## Aim of the task
Rewrite the listing below with every "Format sample" changed to "Sample format" and nothing else altered.
## Begin Data supplied
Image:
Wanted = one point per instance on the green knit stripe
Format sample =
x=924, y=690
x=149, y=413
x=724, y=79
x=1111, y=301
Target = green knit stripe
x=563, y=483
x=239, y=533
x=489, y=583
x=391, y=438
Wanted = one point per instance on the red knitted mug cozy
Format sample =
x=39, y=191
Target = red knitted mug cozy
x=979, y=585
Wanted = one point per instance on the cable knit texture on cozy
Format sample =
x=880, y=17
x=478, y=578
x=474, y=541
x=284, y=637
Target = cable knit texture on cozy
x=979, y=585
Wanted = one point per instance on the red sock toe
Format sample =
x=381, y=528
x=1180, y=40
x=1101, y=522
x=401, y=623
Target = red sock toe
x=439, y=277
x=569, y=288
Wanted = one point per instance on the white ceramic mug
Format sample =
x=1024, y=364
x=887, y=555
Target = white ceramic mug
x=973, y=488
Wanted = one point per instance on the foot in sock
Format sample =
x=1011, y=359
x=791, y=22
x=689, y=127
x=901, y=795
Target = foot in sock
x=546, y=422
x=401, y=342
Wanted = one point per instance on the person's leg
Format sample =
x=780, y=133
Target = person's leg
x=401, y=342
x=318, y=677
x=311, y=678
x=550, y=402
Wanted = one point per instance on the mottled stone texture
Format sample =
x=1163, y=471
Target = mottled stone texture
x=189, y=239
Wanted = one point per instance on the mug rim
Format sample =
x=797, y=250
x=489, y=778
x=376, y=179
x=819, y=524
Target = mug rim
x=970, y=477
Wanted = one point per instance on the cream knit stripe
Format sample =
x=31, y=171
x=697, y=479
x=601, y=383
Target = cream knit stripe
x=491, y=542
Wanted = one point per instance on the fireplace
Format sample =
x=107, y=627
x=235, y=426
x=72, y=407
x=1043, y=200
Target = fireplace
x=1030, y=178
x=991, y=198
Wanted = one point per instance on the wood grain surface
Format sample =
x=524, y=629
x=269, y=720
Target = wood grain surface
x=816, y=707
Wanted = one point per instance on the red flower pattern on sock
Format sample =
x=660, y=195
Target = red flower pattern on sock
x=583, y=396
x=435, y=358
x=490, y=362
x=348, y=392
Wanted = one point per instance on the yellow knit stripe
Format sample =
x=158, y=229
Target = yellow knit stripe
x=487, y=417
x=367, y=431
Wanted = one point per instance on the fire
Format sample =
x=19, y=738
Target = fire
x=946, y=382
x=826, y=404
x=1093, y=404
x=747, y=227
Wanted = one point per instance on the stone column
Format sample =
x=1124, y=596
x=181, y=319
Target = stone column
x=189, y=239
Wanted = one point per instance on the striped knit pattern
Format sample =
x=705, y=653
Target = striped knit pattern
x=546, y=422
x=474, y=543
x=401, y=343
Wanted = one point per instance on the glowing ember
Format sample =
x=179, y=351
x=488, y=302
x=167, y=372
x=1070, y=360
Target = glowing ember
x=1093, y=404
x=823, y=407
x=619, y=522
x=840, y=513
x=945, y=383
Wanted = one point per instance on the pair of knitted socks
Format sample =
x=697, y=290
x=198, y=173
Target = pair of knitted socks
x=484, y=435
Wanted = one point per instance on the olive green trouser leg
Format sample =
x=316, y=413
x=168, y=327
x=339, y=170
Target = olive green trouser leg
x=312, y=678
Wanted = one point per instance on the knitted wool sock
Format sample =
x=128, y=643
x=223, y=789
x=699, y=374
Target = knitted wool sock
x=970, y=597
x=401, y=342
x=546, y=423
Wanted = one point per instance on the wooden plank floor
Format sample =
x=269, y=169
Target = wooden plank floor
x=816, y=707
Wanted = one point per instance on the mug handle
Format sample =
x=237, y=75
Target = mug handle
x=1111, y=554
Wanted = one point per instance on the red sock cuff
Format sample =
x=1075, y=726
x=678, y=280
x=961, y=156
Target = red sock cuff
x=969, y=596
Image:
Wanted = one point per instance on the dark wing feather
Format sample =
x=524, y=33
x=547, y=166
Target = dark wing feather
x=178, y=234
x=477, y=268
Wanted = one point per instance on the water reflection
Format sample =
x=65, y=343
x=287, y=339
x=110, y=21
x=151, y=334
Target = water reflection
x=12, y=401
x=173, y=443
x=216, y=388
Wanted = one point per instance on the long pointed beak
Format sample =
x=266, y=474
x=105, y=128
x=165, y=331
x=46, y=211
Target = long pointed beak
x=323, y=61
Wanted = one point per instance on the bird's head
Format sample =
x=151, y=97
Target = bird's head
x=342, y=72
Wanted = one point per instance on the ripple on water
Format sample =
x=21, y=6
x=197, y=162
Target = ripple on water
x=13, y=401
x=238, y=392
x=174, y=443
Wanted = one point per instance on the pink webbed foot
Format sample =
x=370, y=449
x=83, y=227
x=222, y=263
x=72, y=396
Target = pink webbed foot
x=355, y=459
## End Data supplied
## Complete response
Image:
Wanted = one point per instance on the green knit stripe
Sample format =
x=924, y=690
x=149, y=413
x=724, y=79
x=1111, y=301
Target = green knit stripe
x=563, y=483
x=239, y=533
x=489, y=583
x=391, y=438
Wanted = one point per instance on the red knitted mug cozy
Sample format =
x=39, y=191
Target = red knitted mug cozy
x=979, y=585
Wanted = one point per instance on the cable knit texture on cozy
Sample format =
x=880, y=17
x=478, y=578
x=474, y=541
x=284, y=637
Target = cable knit texture on cozy
x=979, y=585
Wanted = one point per instance on the red sock toe
Sample format =
x=381, y=528
x=1180, y=40
x=1101, y=522
x=401, y=623
Target = red sock toe
x=439, y=277
x=569, y=288
Wanted = one point per instance on the white ceramic mug
Sample format =
x=1024, y=364
x=887, y=555
Target = white ceramic mug
x=973, y=488
Wanted = one point per instance on the foot in sock
Sample format =
x=1011, y=359
x=791, y=22
x=689, y=127
x=901, y=795
Target = foot in sock
x=546, y=422
x=401, y=342
Wanted = one point per instance on the person's leg
Sample format =
x=780, y=133
Target = person's leg
x=401, y=342
x=318, y=677
x=311, y=678
x=550, y=402
Wanted = one point per instance on the mottled stone texture
Sample format =
x=1163, y=471
Target = mottled stone texture
x=189, y=239
Wanted = one point per instance on the mug rim
Sample format =
x=797, y=250
x=489, y=778
x=376, y=179
x=819, y=524
Target = mug rim
x=970, y=477
Wanted = one point per instance on the cream knit stripe
Sample format =
x=31, y=171
x=697, y=479
x=601, y=383
Target = cream knit stripe
x=491, y=542
Wanted = one point per instance on the fireplace
Sample format =
x=107, y=627
x=235, y=426
x=72, y=407
x=1043, y=200
Target = fireplace
x=1030, y=178
x=991, y=198
Wanted = one point per instance on the wood grain surface
Sample format =
x=524, y=629
x=269, y=720
Target = wood grain surface
x=816, y=707
Wanted = one point per instance on the red flower pattern on sock
Sample format =
x=660, y=195
Target = red flower pattern on sock
x=583, y=396
x=435, y=358
x=490, y=362
x=348, y=392
Wanted = one point per instance on the yellow knit stripe
Sample format =
x=158, y=229
Target = yellow knit stripe
x=487, y=417
x=367, y=431
Wanted = one point per instance on the fire
Sample format =
x=19, y=738
Target = fire
x=946, y=382
x=826, y=404
x=1093, y=404
x=747, y=227
Wanted = one point per instance on the stone column
Sample format =
x=1124, y=596
x=181, y=319
Target = stone column
x=189, y=239
Wanted = one point per instance on the striped knit pattern
Sample format =
x=705, y=653
Target = striped knit pattern
x=546, y=422
x=474, y=543
x=401, y=343
Wanted = one point per instance on the glowing ember
Sample format =
x=179, y=351
x=488, y=302
x=167, y=372
x=1070, y=360
Target = glowing ember
x=1093, y=404
x=823, y=407
x=619, y=522
x=840, y=513
x=945, y=383
Wanted = one point per instance on the pair of knitted socks
Sample format =
x=697, y=290
x=198, y=173
Target = pair of knitted socks
x=484, y=435
Wanted = one point per instance on the olive green trouser leg
Sample format =
x=316, y=413
x=168, y=327
x=339, y=170
Target = olive green trouser leg
x=312, y=678
Wanted = one point per instance on the knitted wool sock
Sample format =
x=128, y=643
x=223, y=789
x=699, y=374
Target = knitted wool sock
x=970, y=597
x=401, y=342
x=546, y=423
Wanted = one point per instance on the wooden plank floor
Sample format =
x=269, y=169
Target = wooden plank floor
x=816, y=707
Wanted = one point per instance on the mug handle
Sample format =
x=237, y=75
Target = mug handle
x=1111, y=554
Wanted = one point per instance on the red sock cuff
Sample format =
x=1075, y=726
x=678, y=280
x=961, y=156
Target = red sock cuff
x=969, y=596
Image:
Wanted = one point per instance on the dark wing feather
Sample format =
x=524, y=33
x=547, y=166
Target = dark wing feather
x=178, y=234
x=477, y=268
Wanted = one point per instance on the water reflection
Sample format =
x=65, y=343
x=287, y=339
x=110, y=21
x=151, y=334
Target = water reflection
x=12, y=401
x=173, y=443
x=216, y=388
Wanted = one point per instance on the long pointed beak
Sample format =
x=266, y=474
x=105, y=128
x=165, y=331
x=46, y=211
Target = long pointed beak
x=323, y=61
Wanted = one point per instance on the bird's head
Sample format =
x=151, y=97
Target = bird's head
x=342, y=72
Wanted = one point per instance on the ripple on water
Sample format =
x=21, y=6
x=197, y=162
Target = ripple on water
x=13, y=401
x=238, y=392
x=174, y=443
Wanted = one point per instance on the pink webbed foot
Sample format =
x=370, y=449
x=83, y=227
x=222, y=263
x=72, y=396
Target = pink webbed foot
x=355, y=459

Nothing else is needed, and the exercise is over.